- **WORKING DATA**
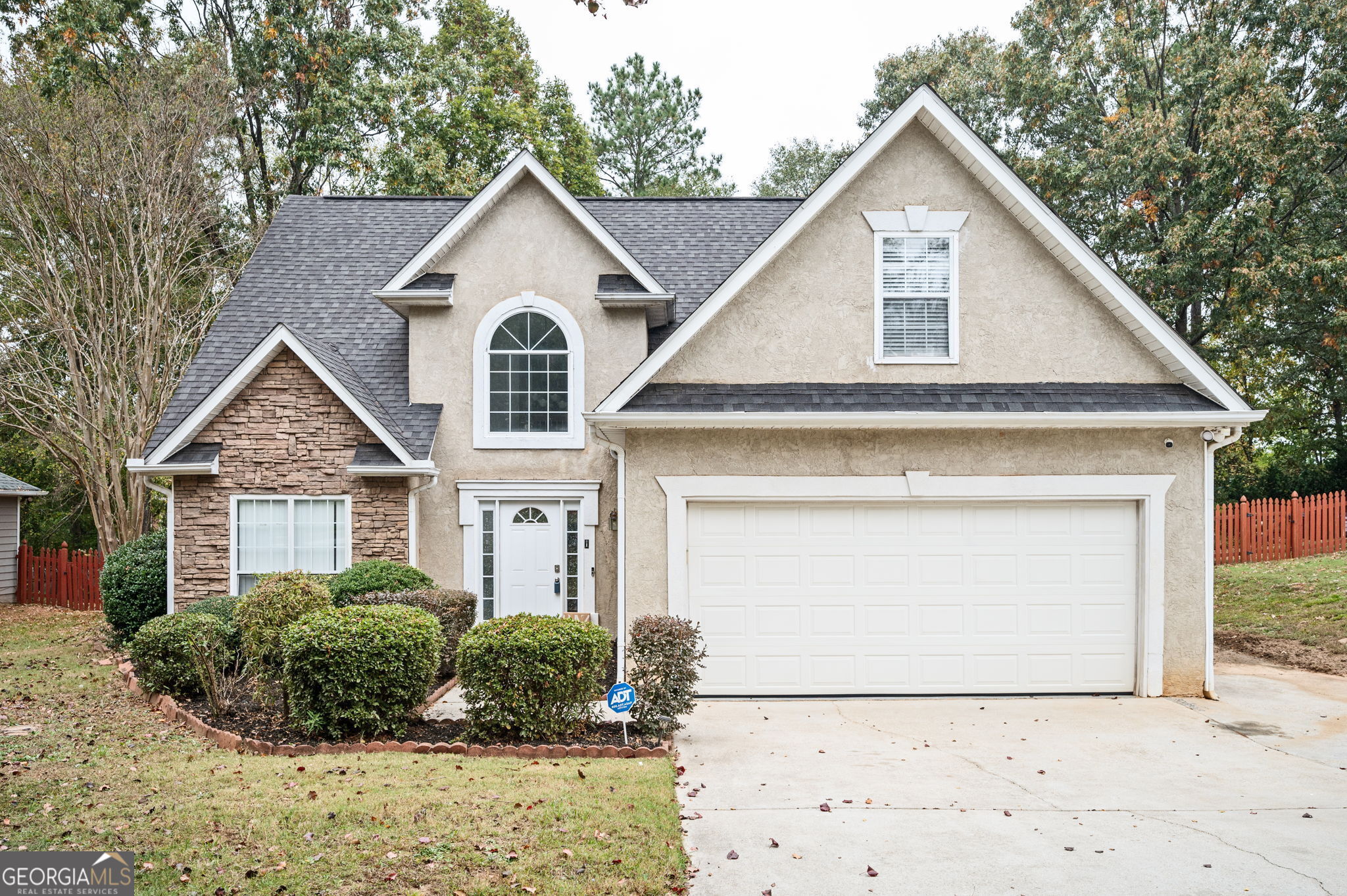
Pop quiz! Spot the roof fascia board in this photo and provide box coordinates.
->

--

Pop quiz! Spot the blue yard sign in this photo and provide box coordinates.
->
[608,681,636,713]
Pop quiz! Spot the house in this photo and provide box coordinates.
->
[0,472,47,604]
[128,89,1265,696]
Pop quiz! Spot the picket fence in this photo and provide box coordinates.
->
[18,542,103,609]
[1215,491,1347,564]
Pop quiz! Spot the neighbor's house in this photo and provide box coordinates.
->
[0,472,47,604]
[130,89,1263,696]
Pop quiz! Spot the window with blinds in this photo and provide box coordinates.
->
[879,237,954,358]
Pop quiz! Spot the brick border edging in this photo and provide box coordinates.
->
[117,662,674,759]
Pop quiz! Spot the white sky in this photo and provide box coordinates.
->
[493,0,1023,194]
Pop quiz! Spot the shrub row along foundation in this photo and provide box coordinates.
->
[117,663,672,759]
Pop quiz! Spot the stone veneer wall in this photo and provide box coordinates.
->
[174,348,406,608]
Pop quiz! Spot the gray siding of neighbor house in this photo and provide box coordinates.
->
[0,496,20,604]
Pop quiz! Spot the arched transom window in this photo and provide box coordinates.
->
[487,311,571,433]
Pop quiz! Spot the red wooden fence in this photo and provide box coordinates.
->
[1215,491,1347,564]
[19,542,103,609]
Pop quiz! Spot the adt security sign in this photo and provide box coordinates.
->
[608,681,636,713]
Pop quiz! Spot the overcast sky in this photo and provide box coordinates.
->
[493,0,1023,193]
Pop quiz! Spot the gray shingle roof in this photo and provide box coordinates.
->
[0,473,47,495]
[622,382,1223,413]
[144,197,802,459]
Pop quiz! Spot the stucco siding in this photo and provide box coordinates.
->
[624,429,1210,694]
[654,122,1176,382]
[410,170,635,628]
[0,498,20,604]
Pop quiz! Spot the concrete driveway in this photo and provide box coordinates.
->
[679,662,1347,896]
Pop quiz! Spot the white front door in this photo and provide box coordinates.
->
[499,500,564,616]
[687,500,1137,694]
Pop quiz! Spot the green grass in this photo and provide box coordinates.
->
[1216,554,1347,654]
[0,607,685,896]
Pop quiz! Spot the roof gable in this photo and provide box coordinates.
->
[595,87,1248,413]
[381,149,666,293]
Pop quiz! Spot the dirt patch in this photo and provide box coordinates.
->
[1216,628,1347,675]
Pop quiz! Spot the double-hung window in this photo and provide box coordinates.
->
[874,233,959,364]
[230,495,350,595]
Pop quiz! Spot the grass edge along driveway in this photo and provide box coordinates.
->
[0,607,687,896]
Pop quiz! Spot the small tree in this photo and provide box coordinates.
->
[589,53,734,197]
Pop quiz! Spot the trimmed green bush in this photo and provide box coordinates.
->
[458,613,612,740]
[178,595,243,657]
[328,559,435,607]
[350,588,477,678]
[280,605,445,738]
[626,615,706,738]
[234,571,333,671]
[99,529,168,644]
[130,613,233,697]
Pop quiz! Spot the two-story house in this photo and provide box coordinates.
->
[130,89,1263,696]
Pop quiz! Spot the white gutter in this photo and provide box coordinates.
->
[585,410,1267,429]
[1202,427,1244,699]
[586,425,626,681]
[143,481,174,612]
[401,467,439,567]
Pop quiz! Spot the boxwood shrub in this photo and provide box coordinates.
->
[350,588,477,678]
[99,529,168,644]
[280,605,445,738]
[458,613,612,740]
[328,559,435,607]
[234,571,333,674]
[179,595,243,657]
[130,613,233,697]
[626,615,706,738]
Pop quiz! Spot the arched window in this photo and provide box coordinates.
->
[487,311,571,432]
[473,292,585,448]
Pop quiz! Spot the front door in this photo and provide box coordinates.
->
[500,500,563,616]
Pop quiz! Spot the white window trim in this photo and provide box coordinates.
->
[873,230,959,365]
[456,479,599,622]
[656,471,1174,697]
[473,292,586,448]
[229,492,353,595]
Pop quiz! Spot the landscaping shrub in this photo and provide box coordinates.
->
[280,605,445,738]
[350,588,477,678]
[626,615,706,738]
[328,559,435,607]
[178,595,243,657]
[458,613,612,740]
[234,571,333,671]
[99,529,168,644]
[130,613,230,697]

- **AIM OF THE EXERCISE**
Copy out word for word the part of the records above that opens with the line containing "Pop quiz! Spot the shrub" and closes with the line containing "[174,348,406,608]", including both of those lines.

- **COMPLETE OUTPUT**
Pop quiz! Spot the shrub row along foundation in this photo and provide box coordinates.
->
[117,663,672,759]
Pop quiz! Spot the stone veneer wall in this photo and provide box coordinates.
->
[174,348,406,608]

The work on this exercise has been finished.